» Written task
Rewrite every line between the lines holding "the asphalt surface" and "(1051, 774)", inclusive, and omit all other lines. Multiply each coordinate in the answer points by 2.55 and round it to a whole number, with halves rounded up, while leaving all other lines unchanged.

» Information provided

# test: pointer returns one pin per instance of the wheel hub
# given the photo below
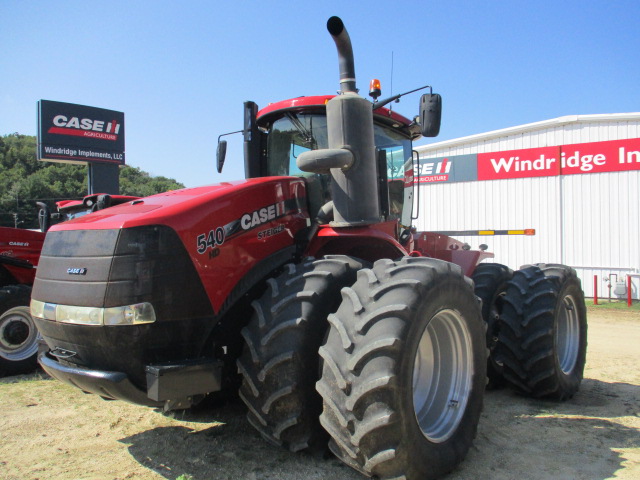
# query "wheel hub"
(442, 375)
(568, 335)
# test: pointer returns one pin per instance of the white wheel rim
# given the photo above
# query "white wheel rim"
(442, 375)
(568, 335)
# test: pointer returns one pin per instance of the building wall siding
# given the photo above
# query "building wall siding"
(589, 221)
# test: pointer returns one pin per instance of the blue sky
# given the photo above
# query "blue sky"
(181, 70)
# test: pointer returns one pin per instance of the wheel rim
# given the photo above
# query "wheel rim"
(18, 336)
(442, 375)
(568, 335)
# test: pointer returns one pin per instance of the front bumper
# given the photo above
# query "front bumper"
(171, 386)
(109, 385)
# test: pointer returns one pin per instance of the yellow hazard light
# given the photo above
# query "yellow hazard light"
(374, 89)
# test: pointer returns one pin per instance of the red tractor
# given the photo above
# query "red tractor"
(19, 253)
(307, 279)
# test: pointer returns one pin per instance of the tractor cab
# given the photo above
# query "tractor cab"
(278, 134)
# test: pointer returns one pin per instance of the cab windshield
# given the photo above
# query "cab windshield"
(295, 133)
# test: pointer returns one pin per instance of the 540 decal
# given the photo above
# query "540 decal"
(210, 240)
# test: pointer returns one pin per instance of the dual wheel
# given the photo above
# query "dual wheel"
(536, 328)
(390, 361)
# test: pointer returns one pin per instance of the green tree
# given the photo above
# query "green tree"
(24, 180)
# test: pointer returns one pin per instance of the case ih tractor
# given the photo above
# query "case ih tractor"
(307, 279)
(19, 254)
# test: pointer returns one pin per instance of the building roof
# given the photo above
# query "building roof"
(529, 127)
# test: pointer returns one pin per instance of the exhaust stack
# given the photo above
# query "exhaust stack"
(351, 156)
(345, 55)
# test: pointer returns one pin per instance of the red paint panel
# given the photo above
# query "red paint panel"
(532, 162)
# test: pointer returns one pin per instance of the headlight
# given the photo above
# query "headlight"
(136, 314)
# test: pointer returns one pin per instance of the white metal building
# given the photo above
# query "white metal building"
(582, 196)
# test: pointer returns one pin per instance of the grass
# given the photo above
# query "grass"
(604, 304)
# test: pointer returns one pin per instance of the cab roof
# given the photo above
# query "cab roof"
(381, 115)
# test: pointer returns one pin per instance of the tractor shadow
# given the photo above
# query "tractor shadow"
(518, 437)
(229, 449)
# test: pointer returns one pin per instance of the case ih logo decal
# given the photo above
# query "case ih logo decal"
(217, 236)
(85, 128)
(77, 271)
(262, 215)
(597, 157)
(79, 134)
(436, 171)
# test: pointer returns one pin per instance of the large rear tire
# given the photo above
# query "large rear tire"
(280, 363)
(543, 331)
(490, 281)
(404, 370)
(18, 333)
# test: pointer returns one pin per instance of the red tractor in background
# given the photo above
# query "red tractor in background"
(19, 254)
(308, 281)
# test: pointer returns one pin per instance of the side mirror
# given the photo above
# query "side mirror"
(430, 114)
(221, 154)
(44, 217)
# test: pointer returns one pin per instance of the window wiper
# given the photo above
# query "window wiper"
(307, 135)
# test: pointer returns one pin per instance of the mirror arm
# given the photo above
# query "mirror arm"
(386, 101)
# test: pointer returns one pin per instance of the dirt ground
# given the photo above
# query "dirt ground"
(51, 431)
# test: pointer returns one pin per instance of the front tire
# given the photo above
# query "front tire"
(18, 333)
(404, 369)
(280, 363)
(543, 332)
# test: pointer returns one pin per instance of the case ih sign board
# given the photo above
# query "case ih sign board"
(79, 134)
(597, 157)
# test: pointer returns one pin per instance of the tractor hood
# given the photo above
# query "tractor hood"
(221, 230)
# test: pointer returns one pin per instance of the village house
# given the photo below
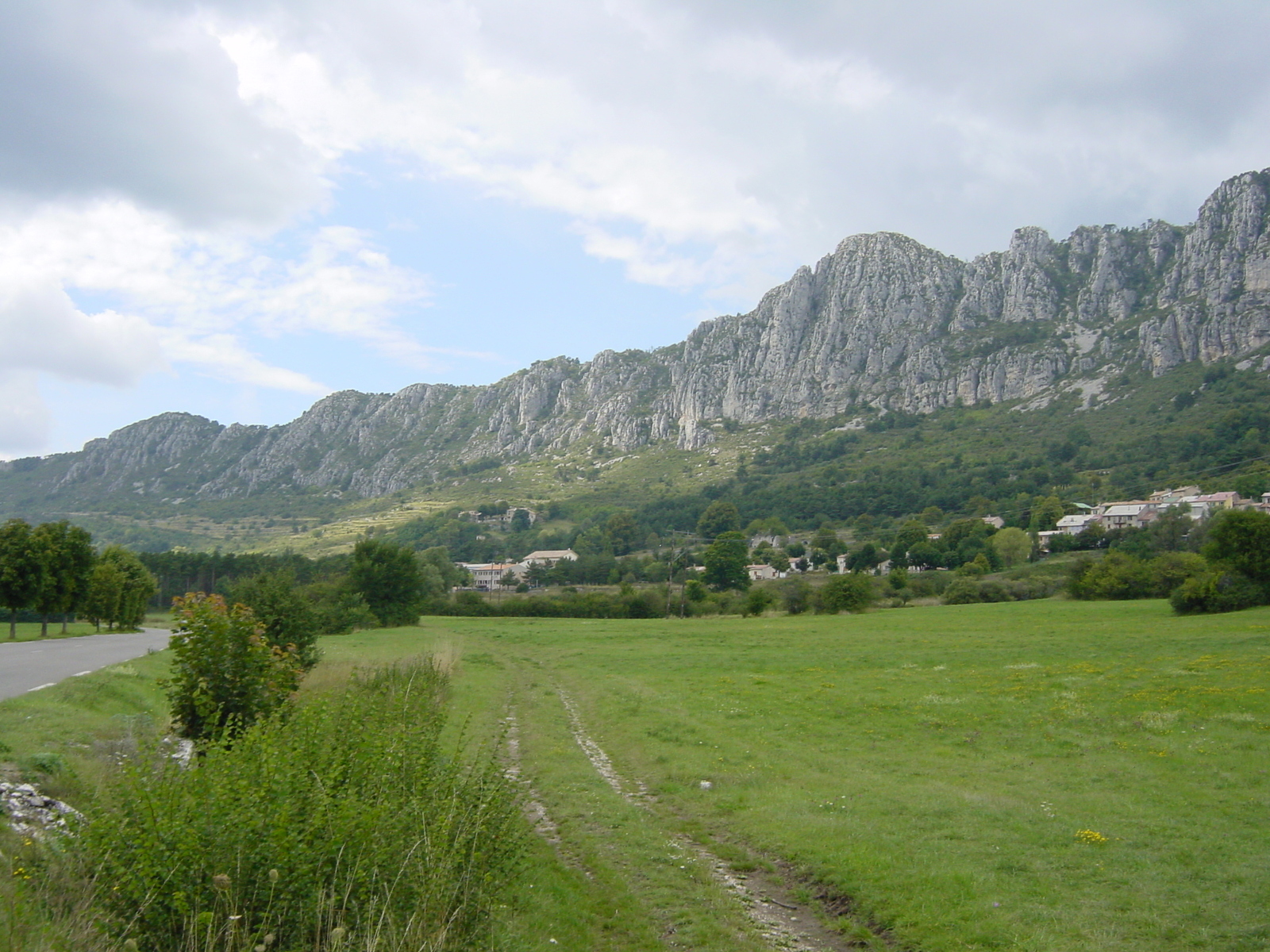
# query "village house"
(1072, 524)
(764, 573)
(488, 577)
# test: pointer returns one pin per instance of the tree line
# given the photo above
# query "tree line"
(52, 569)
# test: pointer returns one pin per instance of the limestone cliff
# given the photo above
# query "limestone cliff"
(882, 321)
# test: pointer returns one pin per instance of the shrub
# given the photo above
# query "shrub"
(1217, 592)
(757, 601)
(1240, 539)
(1121, 575)
(848, 593)
(795, 596)
(1172, 569)
(965, 590)
(1117, 575)
(224, 674)
(286, 617)
(306, 827)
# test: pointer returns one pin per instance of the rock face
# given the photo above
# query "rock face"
(882, 321)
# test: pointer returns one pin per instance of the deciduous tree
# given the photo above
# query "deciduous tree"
(224, 673)
(67, 555)
(725, 562)
(719, 517)
(22, 571)
(391, 579)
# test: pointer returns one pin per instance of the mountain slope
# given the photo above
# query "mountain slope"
(880, 323)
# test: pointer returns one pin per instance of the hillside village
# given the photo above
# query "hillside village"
(774, 560)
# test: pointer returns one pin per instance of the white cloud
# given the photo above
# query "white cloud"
(179, 298)
(25, 422)
(165, 168)
(714, 145)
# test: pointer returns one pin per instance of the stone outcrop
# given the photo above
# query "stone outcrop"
(882, 321)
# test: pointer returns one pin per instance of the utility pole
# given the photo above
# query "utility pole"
(687, 539)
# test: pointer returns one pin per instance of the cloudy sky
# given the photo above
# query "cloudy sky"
(233, 209)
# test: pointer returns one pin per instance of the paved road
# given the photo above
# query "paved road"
(27, 666)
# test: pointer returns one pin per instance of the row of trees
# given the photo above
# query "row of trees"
(1232, 571)
(54, 569)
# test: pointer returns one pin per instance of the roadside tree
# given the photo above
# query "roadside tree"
(391, 579)
(118, 589)
(22, 571)
(286, 617)
(67, 555)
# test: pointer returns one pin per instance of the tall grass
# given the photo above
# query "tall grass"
(344, 825)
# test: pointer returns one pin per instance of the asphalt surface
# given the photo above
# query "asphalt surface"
(29, 666)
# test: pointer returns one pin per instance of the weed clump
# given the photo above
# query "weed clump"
(343, 823)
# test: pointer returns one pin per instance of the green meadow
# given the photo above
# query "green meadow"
(1038, 774)
(1049, 774)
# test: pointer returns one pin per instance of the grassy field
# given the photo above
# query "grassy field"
(1038, 776)
(1051, 774)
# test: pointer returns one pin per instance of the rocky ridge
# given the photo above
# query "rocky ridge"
(882, 321)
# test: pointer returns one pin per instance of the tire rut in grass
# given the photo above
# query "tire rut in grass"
(766, 899)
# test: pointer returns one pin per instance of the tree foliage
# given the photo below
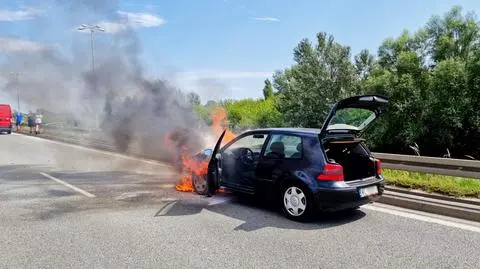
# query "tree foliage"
(431, 77)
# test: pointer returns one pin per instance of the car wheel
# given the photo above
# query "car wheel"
(297, 202)
(199, 184)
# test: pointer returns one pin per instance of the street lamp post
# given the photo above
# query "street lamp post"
(92, 29)
(17, 74)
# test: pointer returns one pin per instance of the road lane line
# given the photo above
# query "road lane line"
(86, 148)
(450, 222)
(86, 193)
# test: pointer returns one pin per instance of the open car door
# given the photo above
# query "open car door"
(213, 174)
(354, 114)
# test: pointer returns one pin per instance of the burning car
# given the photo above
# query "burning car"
(304, 170)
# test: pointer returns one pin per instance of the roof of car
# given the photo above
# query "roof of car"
(290, 130)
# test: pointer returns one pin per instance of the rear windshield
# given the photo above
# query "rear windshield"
(351, 118)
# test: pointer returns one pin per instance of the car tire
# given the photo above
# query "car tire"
(296, 202)
(199, 184)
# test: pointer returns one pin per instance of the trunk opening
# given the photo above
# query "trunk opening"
(353, 156)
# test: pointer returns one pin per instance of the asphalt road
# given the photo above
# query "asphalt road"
(65, 206)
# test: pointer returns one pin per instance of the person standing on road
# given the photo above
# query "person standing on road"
(31, 121)
(18, 120)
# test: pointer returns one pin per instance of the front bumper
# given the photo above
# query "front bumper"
(346, 195)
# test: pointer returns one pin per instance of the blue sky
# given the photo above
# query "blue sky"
(218, 48)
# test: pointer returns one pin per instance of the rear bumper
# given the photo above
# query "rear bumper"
(346, 195)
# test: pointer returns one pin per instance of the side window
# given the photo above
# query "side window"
(284, 146)
(254, 142)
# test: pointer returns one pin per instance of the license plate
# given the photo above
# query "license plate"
(368, 191)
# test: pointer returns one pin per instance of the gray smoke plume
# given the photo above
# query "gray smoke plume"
(134, 111)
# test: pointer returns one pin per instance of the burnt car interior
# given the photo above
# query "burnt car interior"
(354, 158)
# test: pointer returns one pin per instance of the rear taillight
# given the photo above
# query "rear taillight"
(331, 172)
(378, 166)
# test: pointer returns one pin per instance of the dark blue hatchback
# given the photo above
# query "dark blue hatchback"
(304, 170)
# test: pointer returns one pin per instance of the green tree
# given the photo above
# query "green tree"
(267, 90)
(322, 75)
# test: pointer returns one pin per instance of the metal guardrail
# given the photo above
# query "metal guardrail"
(412, 163)
(435, 165)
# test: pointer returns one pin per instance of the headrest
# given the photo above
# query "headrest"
(277, 147)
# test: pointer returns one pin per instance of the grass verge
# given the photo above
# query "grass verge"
(448, 185)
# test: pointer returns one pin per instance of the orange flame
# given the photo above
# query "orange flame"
(199, 168)
(219, 120)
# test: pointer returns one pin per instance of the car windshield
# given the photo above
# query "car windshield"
(351, 118)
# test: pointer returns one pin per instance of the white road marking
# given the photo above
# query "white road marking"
(432, 218)
(96, 150)
(86, 193)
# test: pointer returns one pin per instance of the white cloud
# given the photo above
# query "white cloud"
(266, 19)
(129, 20)
(19, 45)
(19, 15)
(142, 19)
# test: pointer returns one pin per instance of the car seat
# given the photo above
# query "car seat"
(298, 154)
(277, 150)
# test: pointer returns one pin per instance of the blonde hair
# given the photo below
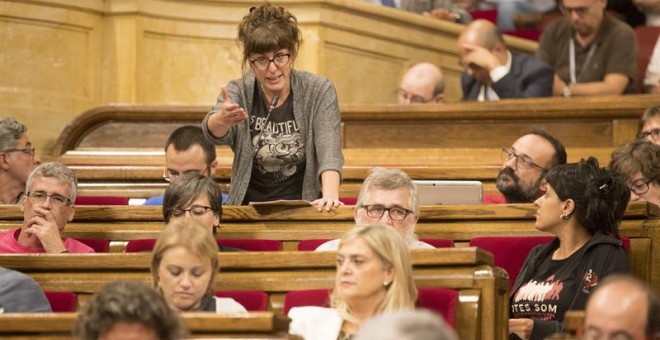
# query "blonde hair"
(193, 237)
(393, 253)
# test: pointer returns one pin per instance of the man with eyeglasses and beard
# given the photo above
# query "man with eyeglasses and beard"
(525, 164)
(592, 52)
(17, 160)
(387, 196)
(47, 207)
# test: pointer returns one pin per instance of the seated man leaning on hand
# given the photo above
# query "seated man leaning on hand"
(47, 207)
(387, 196)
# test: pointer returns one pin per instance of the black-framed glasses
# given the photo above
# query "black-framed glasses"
(396, 213)
(29, 150)
(640, 186)
(580, 11)
(195, 211)
(522, 161)
(262, 63)
(415, 99)
(39, 197)
(171, 176)
(654, 134)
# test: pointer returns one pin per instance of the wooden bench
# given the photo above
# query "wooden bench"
(264, 325)
(138, 173)
(483, 290)
(578, 122)
(290, 225)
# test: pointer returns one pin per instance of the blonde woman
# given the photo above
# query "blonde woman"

» Task answer
# test: pointer returns one pin per instance of the asphalt surface
# given the photo above
# query "asphalt surface"
(74, 1698)
# test: pointer returns one pin per instance of the weed clump
# given the photo above
# query "weed clump"
(875, 2099)
# test: pointer returns one pin per instance of the green meadow
# given the photo above
# query "green meadow"
(2647, 1974)
(2675, 1974)
# test: pointer returns one pin per instance of the grassy field
# given the photo above
# query "grassy field"
(2647, 1979)
(2680, 1974)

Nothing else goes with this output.